══ Provided data

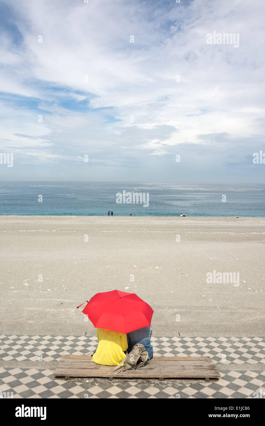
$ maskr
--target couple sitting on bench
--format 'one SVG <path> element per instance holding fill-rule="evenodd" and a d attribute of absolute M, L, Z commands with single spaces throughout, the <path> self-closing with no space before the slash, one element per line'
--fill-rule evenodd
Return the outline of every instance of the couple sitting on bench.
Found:
<path fill-rule="evenodd" d="M 139 328 L 127 334 L 112 331 L 105 328 L 97 328 L 98 345 L 92 360 L 96 364 L 103 366 L 118 366 L 129 353 L 134 345 L 143 345 L 148 353 L 149 359 L 153 358 L 153 347 L 150 342 L 152 326 Z"/>

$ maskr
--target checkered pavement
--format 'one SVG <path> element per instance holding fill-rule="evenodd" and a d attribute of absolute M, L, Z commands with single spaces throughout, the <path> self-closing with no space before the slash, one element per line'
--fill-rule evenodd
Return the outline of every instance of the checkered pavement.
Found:
<path fill-rule="evenodd" d="M 265 337 L 155 337 L 154 354 L 174 357 L 208 356 L 215 363 L 265 363 Z M 62 355 L 94 352 L 97 337 L 86 336 L 0 336 L 0 358 L 4 361 L 58 360 Z"/>
<path fill-rule="evenodd" d="M 51 370 L 0 368 L 0 392 L 17 398 L 253 398 L 265 396 L 265 371 L 220 371 L 218 380 L 54 379 Z M 85 383 L 83 383 L 85 382 Z M 154 382 L 157 383 L 154 383 Z M 254 392 L 257 392 L 257 394 Z"/>
<path fill-rule="evenodd" d="M 221 378 L 134 379 L 55 378 L 45 362 L 59 360 L 63 354 L 88 354 L 97 344 L 96 337 L 0 336 L 0 398 L 249 398 L 265 396 L 265 370 L 233 370 L 233 363 L 265 363 L 265 338 L 152 337 L 157 356 L 209 356 L 215 363 L 231 364 L 221 370 Z M 9 361 L 22 366 L 7 366 Z M 23 367 L 23 362 L 40 361 L 40 368 Z M 191 383 L 189 383 L 191 382 Z M 6 392 L 6 393 L 5 393 Z M 13 394 L 11 394 L 13 392 Z M 257 392 L 254 394 L 254 392 Z"/>

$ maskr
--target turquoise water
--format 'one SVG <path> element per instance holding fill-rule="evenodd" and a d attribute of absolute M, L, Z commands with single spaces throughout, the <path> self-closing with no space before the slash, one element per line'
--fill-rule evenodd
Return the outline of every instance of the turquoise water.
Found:
<path fill-rule="evenodd" d="M 135 188 L 149 194 L 148 207 L 116 203 L 117 193 Z M 265 196 L 264 184 L 1 182 L 0 214 L 265 217 Z"/>

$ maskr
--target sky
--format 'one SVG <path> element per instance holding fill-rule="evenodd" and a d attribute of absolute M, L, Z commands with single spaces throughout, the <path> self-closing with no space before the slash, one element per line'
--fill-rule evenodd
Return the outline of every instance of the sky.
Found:
<path fill-rule="evenodd" d="M 265 183 L 265 10 L 2 1 L 0 180 Z"/>

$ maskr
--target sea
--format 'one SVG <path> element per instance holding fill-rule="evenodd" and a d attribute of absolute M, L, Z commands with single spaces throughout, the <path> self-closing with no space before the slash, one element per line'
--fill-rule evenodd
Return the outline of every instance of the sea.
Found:
<path fill-rule="evenodd" d="M 137 193 L 135 203 L 126 202 Z M 141 196 L 145 204 L 136 202 Z M 0 182 L 0 215 L 106 216 L 108 210 L 114 216 L 264 217 L 265 184 Z"/>

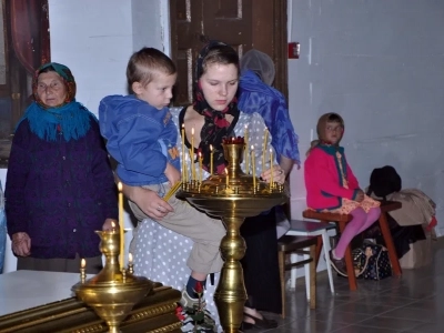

════

Required task ->
Express every line of the records above as a Markdown table with the columns Row and Line, numbering the rows in order from 1. Omit blank lines and the pictures.

Output for this exercise ->
| Row | Line |
|---|---|
| 1 | $ maskr |
| 2 | --target couple sitting on bench |
| 3 | --format 'one SVG <path> element per instance holding fill-rule="evenodd" and a d attribute of absolute M, L, Z commands with single spaces throughout, the <path> self-closing with no space before the slash, one element per line' |
| 4 | --fill-rule evenodd |
| 5 | Return the outline of every instance of the couple sitting on bench. |
| 6 | Found: |
| 7 | <path fill-rule="evenodd" d="M 139 328 L 127 334 L 112 331 L 105 328 L 97 328 L 98 345 L 92 360 L 96 364 L 103 366 L 118 366 L 129 353 L 134 345 L 143 345 L 148 353 L 149 359 L 153 358 L 153 347 L 150 342 L 152 326 Z"/> |
| 8 | $ maskr |
| 9 | --target checkered pavement |
| 10 | --format 'one SVG <path> element per instance holding fill-rule="evenodd" and a d attribute of absolute M, L, Z commands with single spaces throughout, the <path> self-closing with no space before the slash, one element per line' |
| 11 | --fill-rule evenodd |
| 12 | Return the outline of every instance of the checkered pavement. |
| 13 | Found: |
| 14 | <path fill-rule="evenodd" d="M 265 337 L 155 337 L 154 354 L 174 357 L 208 356 L 215 363 L 265 363 Z M 62 355 L 94 352 L 97 337 L 86 336 L 0 336 L 0 358 L 4 361 L 58 360 Z"/> |
| 15 | <path fill-rule="evenodd" d="M 51 370 L 0 368 L 0 392 L 17 398 L 253 398 L 265 396 L 265 371 L 220 371 L 218 380 L 54 379 Z M 85 383 L 83 383 L 85 382 Z M 154 382 L 157 383 L 154 383 Z M 254 392 L 257 392 L 257 394 Z"/> |
| 16 | <path fill-rule="evenodd" d="M 221 378 L 134 379 L 55 378 L 45 362 L 59 360 L 63 354 L 88 354 L 97 344 L 96 337 L 0 336 L 0 398 L 249 398 L 265 396 L 265 370 L 233 370 L 233 363 L 265 363 L 265 338 L 152 337 L 157 356 L 209 356 L 215 363 L 231 364 L 221 370 Z M 9 361 L 22 366 L 7 366 Z M 23 367 L 23 362 L 40 361 L 40 368 Z M 191 383 L 189 383 L 191 382 Z M 6 392 L 6 393 L 5 393 Z M 13 394 L 11 394 L 13 392 Z M 257 392 L 254 394 L 254 392 Z"/> |
| 17 | $ maskr |
| 18 | --target turquoise water |
| 19 | --format 'one SVG <path> element per instance holding fill-rule="evenodd" and a d attribute of absolute M, L, Z commands with single spaces throughout, the <path> self-closing with no space before the slash, one element per line' |
| 20 | --fill-rule evenodd |
| 21 | Return the outline of every instance of the turquoise water. |
| 22 | Found: |
| 23 | <path fill-rule="evenodd" d="M 135 188 L 149 194 L 148 207 L 116 203 L 117 193 Z M 265 196 L 264 184 L 1 182 L 0 214 L 265 217 Z"/> |
| 24 | $ maskr |
| 25 | --target sky |
| 26 | --format 'one SVG <path> element per instance holding fill-rule="evenodd" and a d attribute of absolute M, L, Z commands with single spaces throughout, the <path> self-closing with no space before the slash, one element per line' |
| 27 | --fill-rule evenodd |
| 28 | Return the outline of every instance of the sky. |
| 29 | Found: |
| 30 | <path fill-rule="evenodd" d="M 265 183 L 265 10 L 2 1 L 0 180 Z"/> |
| 31 | $ maskr |
| 32 | --target sea |
| 33 | --format 'one SVG <path> element per instance holding fill-rule="evenodd" and a d attribute of absolute M, L, Z commands with single spaces throughout, the <path> self-closing with no space before the slash, one element per line' |
| 34 | --fill-rule evenodd |
| 35 | Return the outline of every instance of the sea. |
| 36 | Found: |
| 37 | <path fill-rule="evenodd" d="M 137 193 L 135 203 L 126 202 Z M 141 196 L 145 204 L 136 202 Z M 0 182 L 0 215 L 106 216 L 108 210 L 114 216 L 264 217 L 265 184 Z"/> |